BEGIN RECORDS PROVIDED

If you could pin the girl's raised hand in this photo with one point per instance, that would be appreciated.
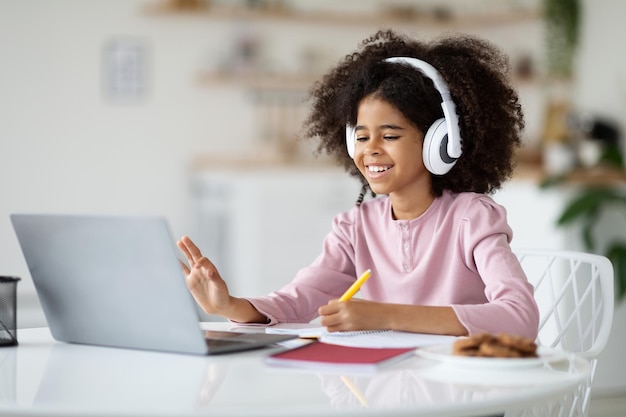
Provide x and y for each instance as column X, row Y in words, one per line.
column 203, row 279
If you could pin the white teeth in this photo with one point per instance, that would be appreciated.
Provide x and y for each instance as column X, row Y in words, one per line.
column 377, row 168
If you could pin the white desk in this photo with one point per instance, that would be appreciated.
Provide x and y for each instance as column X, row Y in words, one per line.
column 43, row 377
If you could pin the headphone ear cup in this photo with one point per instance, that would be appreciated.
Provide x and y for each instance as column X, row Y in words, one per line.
column 435, row 149
column 350, row 140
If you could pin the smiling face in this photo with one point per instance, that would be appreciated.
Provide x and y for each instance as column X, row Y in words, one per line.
column 388, row 151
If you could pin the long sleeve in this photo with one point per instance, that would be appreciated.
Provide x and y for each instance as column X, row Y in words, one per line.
column 455, row 254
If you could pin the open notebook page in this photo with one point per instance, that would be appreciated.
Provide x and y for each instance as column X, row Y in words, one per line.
column 367, row 338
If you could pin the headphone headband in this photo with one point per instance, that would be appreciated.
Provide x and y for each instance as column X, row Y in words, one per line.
column 442, row 147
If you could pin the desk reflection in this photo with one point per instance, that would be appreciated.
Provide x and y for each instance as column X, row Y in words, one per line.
column 8, row 363
column 433, row 383
column 128, row 379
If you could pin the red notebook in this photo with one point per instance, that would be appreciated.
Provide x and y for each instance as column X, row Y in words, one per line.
column 325, row 356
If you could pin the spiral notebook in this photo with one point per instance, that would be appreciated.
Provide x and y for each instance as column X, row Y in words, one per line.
column 364, row 338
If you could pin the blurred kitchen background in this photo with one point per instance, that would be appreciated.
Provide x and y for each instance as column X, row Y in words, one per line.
column 190, row 109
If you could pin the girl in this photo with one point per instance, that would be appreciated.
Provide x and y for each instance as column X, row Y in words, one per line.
column 431, row 128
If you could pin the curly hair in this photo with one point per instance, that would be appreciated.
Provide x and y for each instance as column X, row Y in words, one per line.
column 477, row 74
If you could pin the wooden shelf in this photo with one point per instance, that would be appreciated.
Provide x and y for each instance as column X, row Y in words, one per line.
column 436, row 19
column 275, row 82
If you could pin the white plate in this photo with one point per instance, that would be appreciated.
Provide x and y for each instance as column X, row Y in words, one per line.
column 443, row 353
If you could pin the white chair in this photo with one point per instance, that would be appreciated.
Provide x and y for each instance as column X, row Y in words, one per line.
column 574, row 292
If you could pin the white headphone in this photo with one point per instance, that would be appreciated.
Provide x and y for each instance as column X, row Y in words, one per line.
column 442, row 142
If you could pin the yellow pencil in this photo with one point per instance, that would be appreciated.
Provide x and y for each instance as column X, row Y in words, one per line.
column 356, row 285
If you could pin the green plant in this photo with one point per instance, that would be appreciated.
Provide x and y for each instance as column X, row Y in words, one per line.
column 588, row 207
column 562, row 19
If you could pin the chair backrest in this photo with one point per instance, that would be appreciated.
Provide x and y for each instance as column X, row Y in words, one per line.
column 574, row 292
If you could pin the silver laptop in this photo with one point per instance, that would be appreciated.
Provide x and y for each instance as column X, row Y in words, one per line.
column 116, row 281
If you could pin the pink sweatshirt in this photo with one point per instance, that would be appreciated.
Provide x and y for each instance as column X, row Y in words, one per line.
column 455, row 254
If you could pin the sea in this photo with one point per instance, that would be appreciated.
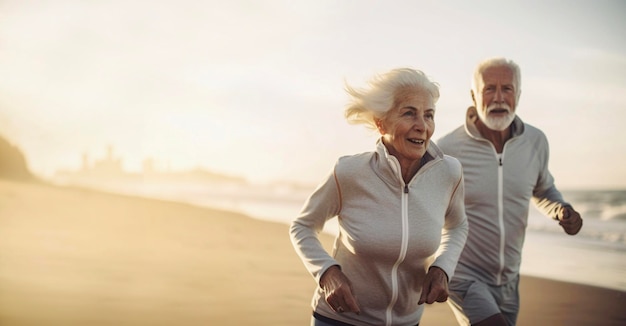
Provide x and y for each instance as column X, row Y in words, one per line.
column 595, row 256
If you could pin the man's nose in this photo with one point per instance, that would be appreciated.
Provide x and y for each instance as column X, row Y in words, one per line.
column 499, row 95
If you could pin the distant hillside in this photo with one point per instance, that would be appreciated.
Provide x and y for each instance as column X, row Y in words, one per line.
column 13, row 163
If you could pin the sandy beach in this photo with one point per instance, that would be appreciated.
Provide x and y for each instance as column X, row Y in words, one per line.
column 77, row 257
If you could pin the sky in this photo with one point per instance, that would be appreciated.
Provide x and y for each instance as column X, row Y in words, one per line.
column 256, row 88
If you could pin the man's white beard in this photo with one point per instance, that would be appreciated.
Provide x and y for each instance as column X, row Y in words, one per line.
column 496, row 123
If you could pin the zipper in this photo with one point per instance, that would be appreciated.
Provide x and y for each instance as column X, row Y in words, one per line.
column 501, row 215
column 403, row 250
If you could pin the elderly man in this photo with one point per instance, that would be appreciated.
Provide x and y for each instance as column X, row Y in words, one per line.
column 505, row 165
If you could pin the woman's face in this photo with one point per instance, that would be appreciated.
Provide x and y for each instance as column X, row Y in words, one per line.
column 408, row 126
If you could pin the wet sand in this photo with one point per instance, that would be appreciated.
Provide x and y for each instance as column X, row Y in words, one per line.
column 78, row 257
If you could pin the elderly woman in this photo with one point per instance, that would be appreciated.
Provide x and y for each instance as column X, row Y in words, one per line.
column 401, row 212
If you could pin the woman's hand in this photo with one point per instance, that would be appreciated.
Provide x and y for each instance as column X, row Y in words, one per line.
column 435, row 288
column 338, row 291
column 570, row 220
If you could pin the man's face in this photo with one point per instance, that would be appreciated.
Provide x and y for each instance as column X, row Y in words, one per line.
column 496, row 97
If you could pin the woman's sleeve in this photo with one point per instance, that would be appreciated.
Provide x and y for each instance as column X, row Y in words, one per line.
column 323, row 204
column 454, row 233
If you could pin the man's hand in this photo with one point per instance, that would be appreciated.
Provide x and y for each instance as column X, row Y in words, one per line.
column 338, row 291
column 570, row 220
column 435, row 288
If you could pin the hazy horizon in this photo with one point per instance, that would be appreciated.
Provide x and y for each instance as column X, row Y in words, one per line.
column 255, row 88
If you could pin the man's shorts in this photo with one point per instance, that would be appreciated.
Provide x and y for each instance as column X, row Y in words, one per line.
column 474, row 301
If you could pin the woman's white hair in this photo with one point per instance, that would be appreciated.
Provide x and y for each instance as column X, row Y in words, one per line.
column 372, row 103
column 497, row 62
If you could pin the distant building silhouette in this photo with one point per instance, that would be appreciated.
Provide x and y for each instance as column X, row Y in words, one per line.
column 13, row 163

END RECORDS PROVIDED

> **TASK INSTRUCTIONS**: Format all the entries above as a two-column CSV with the header row "prompt,points", one row per entry. Put each entry's text in the "prompt" field and its answer in the "points" field, quote every field, turn line breaks into spaces, and leave out the pictures.

> **RESULT OF THIS TASK**:
prompt,points
"If you could pin the girl's raised hand in this photo with one point per instance, that would be appreciated. Provide x and y for each instance as column X, row Y in words, one per line.","column 203, row 279"
"If you could pin the white teeth in this photo with one point per instance, that would be appreciated. Provide x and y for each instance as column X, row Y in words, one per line.","column 377, row 168"
"If you could pin the white desk in this photo with one point per instance, that would be appreciated. Provide x and y for each instance as column X, row Y in words, one per line.","column 43, row 377"
"If you could pin the headphone ear cup in this photo with one point per instance, that would be appreciated. Provide x and y for each instance as column X, row Y in words, one per line.","column 435, row 149 column 350, row 140"
"If you could pin the smiling face in this photo with one point per instance, that would be appreciated. Provide x and y for each instance as column X, row Y in words, one per line.","column 388, row 151"
"If you could pin the long sleeve in this photo with one point per instance, that would be appreciated. Provide x and y for each instance as column X, row Y in words, one per line.","column 455, row 254"
"If you could pin the open notebook page in this photo with one point per instance, that would be appreciated. Provide x and y for each instance as column X, row Y in words, one per line.","column 367, row 338"
"If you could pin the headphone headband in this photo with one point per instance, that would be appreciated. Provide x and y for each instance as column X, row Y in words, one per line.","column 442, row 147"
"If you could pin the desk reflection in this photo with one point per instance, that would be appreciated. Provide x and y for each instance as column X, row Y in words, one per line.","column 8, row 363 column 433, row 383 column 128, row 379"
"If you could pin the red notebook in this photo with one point per instance, that would be appreciated. Provide x and y for each instance as column X, row Y in words, one per line.","column 325, row 356"
"If you could pin the spiral notebook in this photo with one point per instance, that would be appreciated. Provide x and y for each instance as column X, row Y in words, one per line.","column 364, row 338"
"If you could pin the blurred kitchen background in this photo with one point per instance, that would be appreciated. Provide x and y for each instance as column X, row Y in words, one per line.","column 190, row 109"
"If you could pin the girl in this photo with one point per instance, that would be appreciated. Provide x and y for each instance as column X, row Y in words, one per line.","column 431, row 128"
"If you could pin the curly hair in this photo with one point per instance, that would be appreciated. Provide x and y for each instance as column X, row Y in words, one per line.","column 477, row 74"
"If you could pin the wooden shelf in this photo with one point per instance, that would be appreciated. Provide x and y for each instance as column X, row Y in words, one per line.","column 436, row 19 column 275, row 82"
"If you could pin the white plate in this photo with one point per instance, that would be appreciated. Provide x and y for each instance as column X, row Y in words, one per line.","column 443, row 353"
"If you could pin the white chair in this photo with one point per instance, that would be appreciated. Provide x and y for each instance as column X, row Y in words, one per line.","column 574, row 292"
"If you could pin the white headphone in this photo with one point per instance, that would be appreciated. Provide x and y for each instance as column X, row Y in words, one per line.","column 442, row 142"
"If you could pin the yellow pencil in this photo with one point per instance, that would be appreciated. Provide x and y for each instance as column X, row Y in words, one per line.","column 356, row 285"
"If you could pin the green plant in this photo with one point per instance, that would be appreciated. Provide x and y for each instance as column X, row Y in words, one per line.","column 588, row 207 column 562, row 19"
"If you could pin the chair backrest in this photo with one point per instance, that would be appreciated. Provide x and y for each instance as column X, row Y in words, one per line.","column 574, row 292"
"If you could pin the silver laptop in this photo with one point per instance, that would be appreciated. Provide x and y for each instance as column X, row Y in words, one per line.","column 116, row 281"
"If you could pin the pink sweatshirt in this photo with one point per instance, that would be appreciated. Provide x and y for each instance as column X, row Y in words, one per line.","column 455, row 254"
"If you could pin the sea in this photo with one point per instance, that would be appreciated. Provide x and y for each instance as column X, row Y in words, one per line.","column 595, row 256"
"If you could pin the man's nose in this photo with one point per instance, that would be appreciated. Provide x and y for each instance as column X, row Y in words, one per line.","column 499, row 95"
"If you could pin the distant hillside in this photo with one point per instance, that would be appreciated. Provide x and y for each instance as column X, row Y in words, one per line.","column 13, row 163"
"If you could pin the sandy beach in this photo with one point per instance, that would be appreciated. Provide x and y for each instance as column X, row Y in words, one per line.","column 77, row 257"
"If you could pin the sky in this photo with one point per instance, that would be appreciated. Provide x and y for each instance as column X, row Y in words, one per line.","column 256, row 88"
"If you could pin the man's white beard in this photo with one point per instance, that would be appreciated. Provide x and y for each instance as column X, row Y in words, one per line.","column 496, row 123"
"If you could pin the zipper in this photo with one point per instance, that would be appreciated. Provide x and y for each instance as column X, row Y in words, one per line.","column 501, row 215 column 403, row 250"
"If you could pin the elderly man in this photo with one point per instance, that would be appreciated. Provide x and y for each instance as column X, row Y in words, one per line.","column 505, row 165"
"If you could pin the woman's face in this photo with one point per instance, that would be appreciated. Provide x and y for each instance as column X, row Y in words, one per line.","column 408, row 126"
"If you could pin the wet sand in this photo with one point per instance, that would be appreciated. Provide x and y for each instance as column X, row Y in words, one per line.","column 78, row 257"
"If you could pin the elderly woman in this photo with one point per instance, that would be appreciated. Provide x and y for each instance as column X, row Y in words, one per line.","column 401, row 212"
"If you could pin the woman's hand in this photo with one point per instance, that would be appreciated. Provide x and y for each instance as column X, row Y in words, one per line.","column 435, row 288 column 338, row 291 column 570, row 220"
"If you could pin the man's face in this photo with one point per instance, that would be appreciated. Provide x and y for each instance as column X, row Y in words, one per line.","column 496, row 97"
"If you could pin the woman's sleeve in this photo with one point per instance, that would be appreciated. Provide x and y for each instance as column X, row Y in words, one per line.","column 323, row 204 column 454, row 233"
"If you could pin the man's hand in this photo with one point per instance, that would be appreciated. Provide x and y for each instance as column X, row Y in words, one per line.","column 338, row 291 column 570, row 220 column 435, row 288"
"If you could pin the hazy horizon in this photo with one point per instance, that would be appreciated. Provide x and y for each instance as column X, row Y in words, one per line.","column 255, row 88"
"If you could pin the man's shorts in this photo with one point per instance, that would be appreciated. Provide x and y for each instance as column X, row Y in words, one per line.","column 474, row 301"
"If you could pin the woman's white hair in this photo with one point per instance, that would be appreciated. Provide x and y for each instance as column X, row Y in words, one per line.","column 372, row 103 column 497, row 62"
"If you could pin the distant building silhouette in this photo with one point per instance, that would be appreciated. Provide x and y for each instance as column X, row Y in words, one per line.","column 13, row 163"